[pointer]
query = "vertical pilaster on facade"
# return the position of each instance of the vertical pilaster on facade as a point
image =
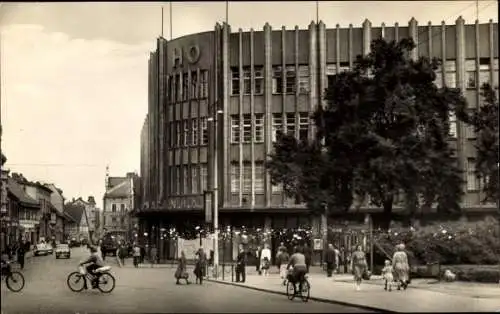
(252, 113)
(367, 36)
(337, 48)
(268, 70)
(460, 75)
(313, 71)
(350, 45)
(492, 51)
(322, 65)
(413, 30)
(429, 38)
(223, 157)
(240, 112)
(477, 55)
(443, 52)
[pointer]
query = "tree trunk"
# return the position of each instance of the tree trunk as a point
(387, 214)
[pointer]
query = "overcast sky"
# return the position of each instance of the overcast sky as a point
(74, 75)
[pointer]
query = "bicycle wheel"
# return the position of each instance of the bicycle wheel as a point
(76, 281)
(106, 283)
(290, 291)
(15, 281)
(305, 291)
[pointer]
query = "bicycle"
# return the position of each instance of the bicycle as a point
(12, 277)
(304, 290)
(77, 281)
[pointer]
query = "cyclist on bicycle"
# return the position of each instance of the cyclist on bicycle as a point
(298, 262)
(94, 262)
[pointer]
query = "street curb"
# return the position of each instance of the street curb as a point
(364, 307)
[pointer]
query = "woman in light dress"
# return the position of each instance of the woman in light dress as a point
(359, 266)
(401, 266)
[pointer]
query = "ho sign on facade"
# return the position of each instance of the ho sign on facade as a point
(190, 54)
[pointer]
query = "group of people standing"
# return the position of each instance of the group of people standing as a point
(199, 268)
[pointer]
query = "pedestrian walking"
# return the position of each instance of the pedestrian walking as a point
(21, 251)
(282, 260)
(359, 266)
(330, 258)
(258, 255)
(401, 267)
(181, 272)
(136, 252)
(154, 255)
(308, 254)
(265, 260)
(200, 265)
(241, 263)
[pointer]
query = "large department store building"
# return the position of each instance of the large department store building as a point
(258, 82)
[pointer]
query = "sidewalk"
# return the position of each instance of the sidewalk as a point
(442, 297)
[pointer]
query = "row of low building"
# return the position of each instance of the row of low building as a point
(36, 211)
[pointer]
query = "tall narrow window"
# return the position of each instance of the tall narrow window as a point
(260, 174)
(194, 85)
(235, 81)
(277, 80)
(277, 125)
(235, 178)
(484, 71)
(178, 180)
(259, 80)
(204, 177)
(247, 81)
(472, 180)
(178, 85)
(204, 131)
(259, 128)
(194, 179)
(185, 141)
(178, 133)
(303, 126)
(451, 72)
(204, 84)
(304, 86)
(185, 179)
(194, 132)
(185, 87)
(291, 75)
(247, 128)
(235, 129)
(439, 79)
(290, 123)
(247, 178)
(453, 124)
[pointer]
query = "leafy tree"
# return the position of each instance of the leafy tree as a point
(384, 131)
(485, 123)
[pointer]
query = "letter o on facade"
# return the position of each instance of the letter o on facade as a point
(193, 54)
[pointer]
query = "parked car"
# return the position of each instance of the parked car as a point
(42, 249)
(63, 250)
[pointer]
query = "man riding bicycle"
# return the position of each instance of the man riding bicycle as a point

○ ○ ○ ○ ○ ○ ○

• [Exercise prompt]: What is needed is the full material, retyped unchanged, with no pictures in it.

• [Problem solution]:
[pointer]
query = "vertical pilaster on facade"
# return the position of each instance of the vertical pilaster on facade as a point
image =
(252, 113)
(367, 36)
(337, 48)
(268, 70)
(460, 75)
(313, 71)
(350, 45)
(492, 51)
(322, 65)
(413, 30)
(429, 38)
(223, 157)
(240, 112)
(477, 55)
(443, 52)
[pointer]
query = "tree trunk"
# return the position of each instance of the tree trunk as a point
(387, 214)
[pointer]
query = "overcast sky"
# return the position of each instance of the overcast sky as a point
(74, 75)
[pointer]
query = "bicycle wheel"
# return the position of each instance of the bicycle wheel as a point
(76, 281)
(106, 283)
(290, 291)
(15, 281)
(305, 291)
[pointer]
query = "bicycle"
# return the position of each instance of the bicycle as a point
(12, 277)
(304, 290)
(77, 281)
[pointer]
query = "cyclist on bicycle"
# return the position of each instance of the cyclist on bicycle as a point
(298, 262)
(94, 262)
[pointer]
query = "street curb"
# return the position of each instance of the street curb as a point
(364, 307)
[pointer]
query = "woman in light dress"
# return the position of each instance of the woman in light dress as a point
(359, 266)
(401, 266)
[pointer]
query = "ho sign on facade"
# return the position of each instance of the ho sign on facade as a point
(190, 54)
[pointer]
query = "group of people standing"
# return the position of each instance of the group of people standing as a point
(199, 268)
[pointer]
query = "pedestrian walking"
# return the position of each instance of the pedestrian walking as a point
(21, 251)
(282, 260)
(359, 266)
(330, 258)
(258, 255)
(401, 267)
(181, 272)
(136, 252)
(154, 255)
(308, 254)
(265, 260)
(200, 265)
(241, 263)
[pointer]
query = "large department store building"
# return the position of each instance of the large department store building as a point
(258, 82)
[pointer]
query = "sidewalk"
# return the position of each instance of the sidewalk as a point
(442, 297)
[pointer]
query = "row of low building"
# return the position of each instance of the row of low building as a point
(36, 211)
[pointer]
query = "tall narrow window"
# return the position of each instance of the tall narrow window as a point
(260, 174)
(194, 85)
(235, 81)
(277, 80)
(277, 125)
(235, 178)
(484, 71)
(178, 180)
(259, 80)
(204, 177)
(247, 81)
(472, 180)
(178, 85)
(204, 131)
(259, 128)
(194, 179)
(185, 141)
(178, 133)
(303, 126)
(451, 72)
(204, 84)
(304, 86)
(185, 179)
(194, 132)
(185, 87)
(291, 75)
(247, 128)
(235, 129)
(439, 79)
(290, 123)
(247, 178)
(453, 124)
[pointer]
query = "leafy tree"
# return the position of each instance of the leafy tree as a point
(384, 131)
(485, 123)
[pointer]
query = "letter o on facade"
# return the position of each instance of the letter o on facade as a point
(193, 54)
[pointer]
query = "parked car"
# return the position of each instance of the parked car as a point
(42, 249)
(63, 250)
[pointer]
query = "man riding bicycle"
# return the position of each instance of the man riding bicycle as a point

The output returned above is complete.